[Data listing]

• • • • • • •

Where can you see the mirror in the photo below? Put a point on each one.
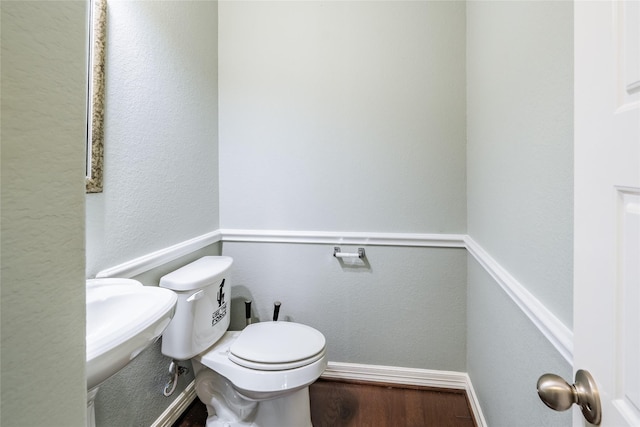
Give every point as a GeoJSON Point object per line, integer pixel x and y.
{"type": "Point", "coordinates": [95, 104]}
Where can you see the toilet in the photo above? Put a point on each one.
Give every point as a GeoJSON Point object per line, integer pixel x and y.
{"type": "Point", "coordinates": [257, 377]}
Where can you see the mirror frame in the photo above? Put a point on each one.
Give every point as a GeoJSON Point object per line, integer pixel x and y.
{"type": "Point", "coordinates": [95, 113]}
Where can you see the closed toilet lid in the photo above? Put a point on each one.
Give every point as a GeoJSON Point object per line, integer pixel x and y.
{"type": "Point", "coordinates": [277, 346]}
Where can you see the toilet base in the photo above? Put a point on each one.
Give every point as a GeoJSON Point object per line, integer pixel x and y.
{"type": "Point", "coordinates": [228, 408]}
{"type": "Point", "coordinates": [292, 410]}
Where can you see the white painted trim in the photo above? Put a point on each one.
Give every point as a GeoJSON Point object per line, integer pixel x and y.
{"type": "Point", "coordinates": [345, 238]}
{"type": "Point", "coordinates": [408, 376]}
{"type": "Point", "coordinates": [155, 259]}
{"type": "Point", "coordinates": [551, 327]}
{"type": "Point", "coordinates": [177, 407]}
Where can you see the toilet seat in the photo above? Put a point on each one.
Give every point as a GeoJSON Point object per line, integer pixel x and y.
{"type": "Point", "coordinates": [258, 383]}
{"type": "Point", "coordinates": [277, 346]}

• • • • • • •

Turn each line of the rows above into a Markdown table with two columns, No. for the line number and Text for the line itself, and leave out blank lines. Don't include the pictures.

| No. | Text |
|---|---|
| 1 | Where can you see the mirror in the photo below? Put a point on each one. |
| 2 | Give every point as a GeoJSON Point object per line, integer pixel x and y. |
| 3 | {"type": "Point", "coordinates": [95, 104]} |
| 4 | Where can you see the toilet in the photo above? Put a point on each one. |
| 5 | Give every point as a GeoJSON Point object per line, integer pixel x and y. |
| 6 | {"type": "Point", "coordinates": [257, 377]} |
| 7 | Where can you see the mirror frame in the photo above? Put a point on each one. |
| 8 | Give every point as a GeoJSON Point object per line, integer pixel x and y. |
| 9 | {"type": "Point", "coordinates": [95, 113]} |
| 10 | Where can you see the closed toilet lid in the photo above? Put a point on each one. |
| 11 | Give every point as a GeoJSON Point object per line, integer pixel x and y. |
| 12 | {"type": "Point", "coordinates": [277, 346]} |
| 13 | Where can you see the toilet base in the photo above? Put a point on each one. |
| 14 | Give every point as a GeoJSON Point object per line, integer pixel x and y. |
| 15 | {"type": "Point", "coordinates": [228, 408]} |
| 16 | {"type": "Point", "coordinates": [292, 410]} |
| 17 | Where can you see the white painted trim in the photo above? Put a point on each one. |
| 18 | Give every point as a GeoJSON Point object per line, integer pixel x and y. |
| 19 | {"type": "Point", "coordinates": [345, 238]} |
| 20 | {"type": "Point", "coordinates": [408, 376]} |
| 21 | {"type": "Point", "coordinates": [155, 259]} |
| 22 | {"type": "Point", "coordinates": [551, 327]} |
| 23 | {"type": "Point", "coordinates": [177, 407]} |
| 24 | Where can you see the toilet seat in the photo above? Put a point on each one. |
| 25 | Give every point as a GeoJSON Point object per line, integer pixel x and y. |
| 26 | {"type": "Point", "coordinates": [258, 383]} |
| 27 | {"type": "Point", "coordinates": [277, 346]} |